• [Stated task] Could you repeat all of the material below word for word, leaving out the pictures?

• [Given records]
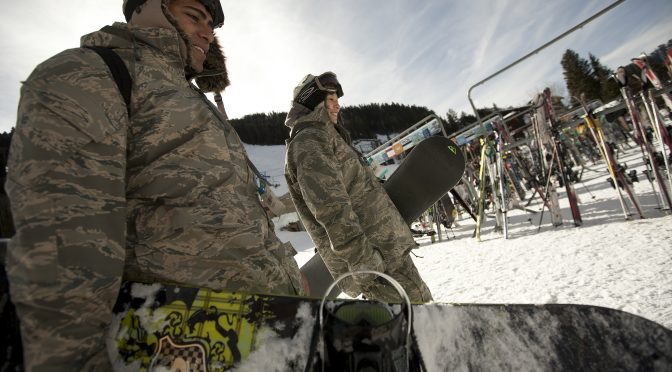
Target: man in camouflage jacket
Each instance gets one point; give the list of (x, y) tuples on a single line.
[(346, 211), (165, 195)]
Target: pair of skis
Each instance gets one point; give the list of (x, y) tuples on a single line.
[(615, 170), (547, 133)]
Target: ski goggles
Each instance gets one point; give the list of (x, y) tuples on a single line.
[(215, 8), (310, 87)]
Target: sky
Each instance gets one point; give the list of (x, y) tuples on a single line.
[(412, 52)]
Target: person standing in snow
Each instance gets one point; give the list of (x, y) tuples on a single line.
[(346, 211), (159, 193)]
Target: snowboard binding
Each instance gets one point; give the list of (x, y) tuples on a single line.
[(367, 336)]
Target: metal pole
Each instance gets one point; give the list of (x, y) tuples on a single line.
[(580, 25)]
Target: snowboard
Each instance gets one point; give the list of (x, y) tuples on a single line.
[(428, 173), (195, 329)]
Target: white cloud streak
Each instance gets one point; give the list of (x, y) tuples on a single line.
[(411, 52)]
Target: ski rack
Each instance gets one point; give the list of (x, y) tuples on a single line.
[(539, 49)]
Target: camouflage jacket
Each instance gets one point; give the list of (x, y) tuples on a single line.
[(340, 201), (165, 196)]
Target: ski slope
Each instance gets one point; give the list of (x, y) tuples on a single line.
[(608, 261)]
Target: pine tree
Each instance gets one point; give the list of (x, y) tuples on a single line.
[(608, 86), (578, 76)]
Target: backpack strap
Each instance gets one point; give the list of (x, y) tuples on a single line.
[(298, 128), (119, 72)]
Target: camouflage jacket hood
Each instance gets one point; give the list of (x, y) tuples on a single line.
[(213, 78)]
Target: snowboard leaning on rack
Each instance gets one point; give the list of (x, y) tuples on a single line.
[(429, 171)]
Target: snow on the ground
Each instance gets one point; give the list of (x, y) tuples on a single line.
[(608, 261)]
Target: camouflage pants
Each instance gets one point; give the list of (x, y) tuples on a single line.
[(408, 276)]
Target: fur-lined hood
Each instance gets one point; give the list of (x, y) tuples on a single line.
[(214, 77)]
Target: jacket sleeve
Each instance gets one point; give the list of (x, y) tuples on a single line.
[(66, 187), (319, 177)]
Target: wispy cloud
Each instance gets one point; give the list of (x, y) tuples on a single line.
[(423, 53)]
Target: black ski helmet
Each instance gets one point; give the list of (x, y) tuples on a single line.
[(213, 6), (312, 89)]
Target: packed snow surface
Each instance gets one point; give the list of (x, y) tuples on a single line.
[(608, 261)]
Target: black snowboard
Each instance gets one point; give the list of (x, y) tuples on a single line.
[(430, 171), (253, 332)]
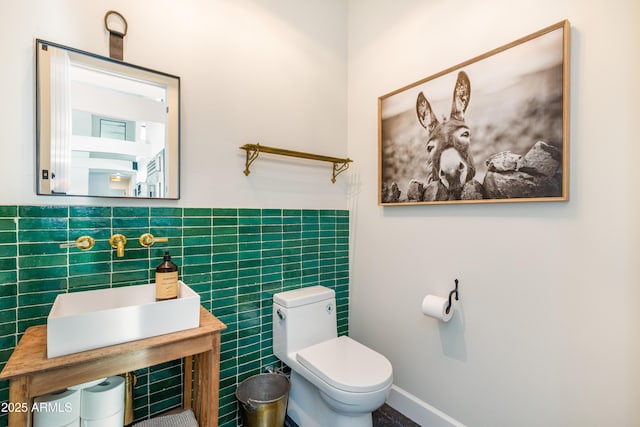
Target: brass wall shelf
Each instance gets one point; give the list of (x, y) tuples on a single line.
[(253, 150)]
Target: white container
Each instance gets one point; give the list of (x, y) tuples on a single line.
[(102, 400), (92, 319), (115, 420)]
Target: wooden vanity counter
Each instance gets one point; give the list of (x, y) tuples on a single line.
[(31, 373)]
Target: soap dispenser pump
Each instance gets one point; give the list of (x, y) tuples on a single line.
[(166, 279)]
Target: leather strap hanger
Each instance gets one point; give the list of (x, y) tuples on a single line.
[(116, 38)]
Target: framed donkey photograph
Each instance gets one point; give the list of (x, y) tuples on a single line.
[(492, 129)]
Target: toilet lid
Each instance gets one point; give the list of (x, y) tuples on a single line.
[(347, 365)]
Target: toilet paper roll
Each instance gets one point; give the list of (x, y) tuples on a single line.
[(436, 306), (74, 423), (56, 409), (115, 420), (103, 400), (87, 384)]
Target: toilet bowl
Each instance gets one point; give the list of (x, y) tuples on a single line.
[(335, 381)]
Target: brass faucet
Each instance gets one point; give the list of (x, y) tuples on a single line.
[(118, 241)]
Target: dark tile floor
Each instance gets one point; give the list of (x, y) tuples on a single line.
[(386, 416)]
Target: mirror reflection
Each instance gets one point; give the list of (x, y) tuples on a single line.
[(105, 128)]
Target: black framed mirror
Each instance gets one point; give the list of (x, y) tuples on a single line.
[(105, 128)]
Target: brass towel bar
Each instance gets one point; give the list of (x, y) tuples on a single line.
[(339, 165)]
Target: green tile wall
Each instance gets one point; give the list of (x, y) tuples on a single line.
[(236, 259)]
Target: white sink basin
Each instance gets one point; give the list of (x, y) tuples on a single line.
[(92, 319)]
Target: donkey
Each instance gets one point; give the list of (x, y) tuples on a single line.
[(449, 163)]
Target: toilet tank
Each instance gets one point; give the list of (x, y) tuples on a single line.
[(303, 317)]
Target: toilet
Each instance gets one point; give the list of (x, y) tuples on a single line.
[(335, 381)]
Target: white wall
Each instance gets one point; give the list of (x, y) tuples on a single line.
[(252, 71), (549, 328)]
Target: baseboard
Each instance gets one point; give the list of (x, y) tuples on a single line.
[(419, 411)]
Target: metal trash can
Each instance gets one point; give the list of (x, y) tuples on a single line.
[(263, 398)]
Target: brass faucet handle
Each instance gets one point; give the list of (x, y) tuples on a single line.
[(147, 239), (84, 243)]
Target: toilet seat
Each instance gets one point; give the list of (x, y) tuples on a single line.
[(347, 365)]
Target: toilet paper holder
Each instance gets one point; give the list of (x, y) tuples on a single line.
[(455, 291)]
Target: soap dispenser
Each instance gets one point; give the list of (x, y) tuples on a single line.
[(166, 279)]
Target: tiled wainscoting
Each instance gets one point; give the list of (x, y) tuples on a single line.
[(236, 259)]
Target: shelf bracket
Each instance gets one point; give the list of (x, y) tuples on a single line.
[(253, 150)]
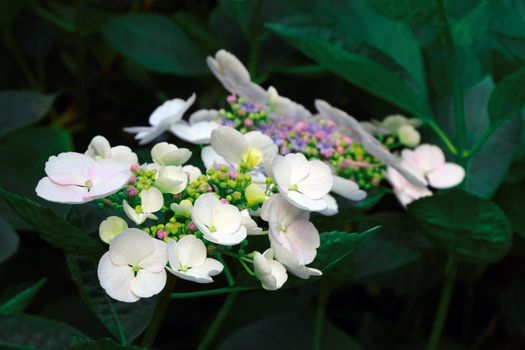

• [Solved exercise]
Target: man in camouflage jacket
Each instance gets one point; give the list of (x, y) tuples on a single line.
[(346, 211), (165, 195)]
Target: pair of skis
Each instance gets one point; give the list of (x, y) tuples on a single line.
[(615, 170), (547, 133)]
Target: ski goggles
Each instance gets one point; give the list of (x, y) tuples on a single line.
[(215, 8), (310, 87)]
Target: sky
Each instance gets one point; give the list of (x, y) tuples on a single line.
[(412, 52)]
Target: person standing in snow
Each instance gets one point; give the list of (x, y) tuples on a single line.
[(346, 211), (159, 193)]
Target: snowboard binding
Each instance gets one point; give the list of (x, y) tuples on a single line.
[(367, 336)]
Target: metal pole
Each instance gets one point; give the list of (x, y) tuples on a single line.
[(580, 25)]
Target: snowboard
Each instance gets one point; give the list of (x, y) tuples on a single line.
[(428, 173), (195, 329)]
Target: white cloud streak
Each instance gets one point; give the list of (x, y) tuples on a single line.
[(411, 52)]
Target: ski rack
Each instance gets one point; give the list of (x, y) tuples on a single line.
[(539, 49)]
Target: camouflage jacket
Each instance gets one point; give the list of (x, y) tuples on a single line.
[(340, 201), (165, 196)]
Target: ski slope
Each instance gets one point; give the list of (x, y) tuples on a single line.
[(608, 261)]
Target: pine tree
Each instance gets one point; give the list of (x, y) tuples on a single line.
[(608, 86), (578, 76)]
Target: backpack strap
Each instance gets one point; give the list of (x, y) tuples on a single line.
[(298, 128), (119, 72)]
Target: camouflage jacket hood
Each instance gets one point; give the list of (x, y) tuples on a single line.
[(213, 78)]
Target: snowboard leaning on rack
Each instance gets one point; give the list of (x, y) tuples on a single line.
[(429, 171)]
Target: snow on the ground
Each instance gets one point; give the list of (x, y) tuples on a single line.
[(608, 261)]
Target: camouflage pants
Each instance gets one point; give the list of (x, y) tuples on a single line.
[(408, 276)]
Target: fur-lined hood
Each instance gets one point; give the list of (x, y) tuples on a single line.
[(214, 77)]
Target: jacket sleeve
Each instance gets one point; give the list of (x, y) tuples on a single line.
[(66, 187), (319, 177)]
Target: wispy cloud
Each instance gets one point; give the list of (x, y) tuples on a single line.
[(423, 53)]
Target: black ski helmet
Each instance gets one point; give the list of (x, y) tuples on a single line.
[(213, 6), (312, 89)]
Target: packed snow surface
Each instance gets one point; give the list of (x, y) tuples on a single line.
[(608, 261)]
Target: black snowboard
Each instance gets one point; give the list of (x, y) tuples on a single line.
[(430, 171), (253, 332)]
Target: brass wall shelf
Each instance gets one point; give the list of (x, y) tuples on a single line.
[(253, 150)]
Target: white container
Each instance gets one point; give the list of (x, y) tuples on a single line.
[(102, 400), (92, 319), (115, 420)]
Target: wooden vanity counter
Each instance gets one point; give the list of (x, y) tuples on a single line.
[(31, 373)]
Target: soap dispenser pump
Each instance gets one point; give the list of (x, y) tuples on a single line.
[(166, 279)]
Target: leather strap hanger
Each instance gets one point; give the list of (x, y) tuples on a single line.
[(116, 38)]
Target: framed donkey photograph
Each instance gets one point; give the list of (x, y) tuples on a single line.
[(492, 129)]
Target: toilet lid
Each instance gets one point; give the list of (x, y) tuples on a single line.
[(347, 365)]
Target: toilet paper roll
Each instance gets one point; give the list of (x, y) tuples on a single line.
[(436, 306), (74, 423), (56, 409), (115, 420), (103, 400), (87, 384)]
Target: toilet bowl
Each instance gets one point; give the list of (x, y) tuples on a single line.
[(335, 381)]
Target: brass faucet
Each instance gets one point; give the list of (x, y) tuples on a single line.
[(118, 241)]
Target: dark tile floor
Each instance gets one point; give the list of (x, y) tuples on a single line.
[(386, 416)]
Target: mirror reflection
Each instance gets one point; give the list of (x, y) tuples on a single line.
[(105, 128)]
Target: black framed mirror
Each instance gets one point; give the list of (x, y) tuples on a single line.
[(105, 128)]
Target: brass towel bar
Each instance gets one point; give the list of (x, y) tuples on a single line.
[(339, 165)]
Target: green tile wall
Each instance gets one point; give the list of (x, y) tuples on a single line.
[(236, 259)]
Target: white sink basin
Each instance gets one point; give the list of (x, y) tuples on a single line.
[(92, 319)]
Target: donkey
Each instance gets one point; give the list of (x, y) tuples on a single line.
[(449, 163)]
Target: toilet tank
Each instance gets one point; give the list of (x, y) tuples on a single line.
[(303, 317)]
Target: toilet
Each instance gets one point; give the list of (x, y) tuples on a single line.
[(335, 381)]
Target: white wall
Each instance gets one point; give the list of (x, y) tuples on a single line.
[(252, 71), (549, 328)]
Target: baseboard
Each instance gets one point; give the list of (x, y) tuples on a single line.
[(419, 411)]
Target: metal trash can
Each instance gets one point; give the list of (x, y) tuples on a single line.
[(263, 398)]
Target: brass faucet handle
Each instance gets one point; give the list of (x, y) tuples on a single line.
[(147, 239), (84, 243)]
Target: toilet seat
Each instance gets one point; give the list of (x, y) tuples on a single line.
[(347, 365)]
Target: toilet paper holder
Each instance gets one point; give the list of (x, y) tuples on a single line.
[(455, 291)]
Target: soap dispenser
Each instance gets one point; give the list of (x, y) tuples on a single line.
[(166, 279)]
Target: tiled wainscoting
Each instance gets one point; give the list of (x, y) tuples on a single line.
[(236, 259)]
Target: shelf bracket
Each instance gets one point; give the list of (x, y) tuples on a single line.
[(253, 150)]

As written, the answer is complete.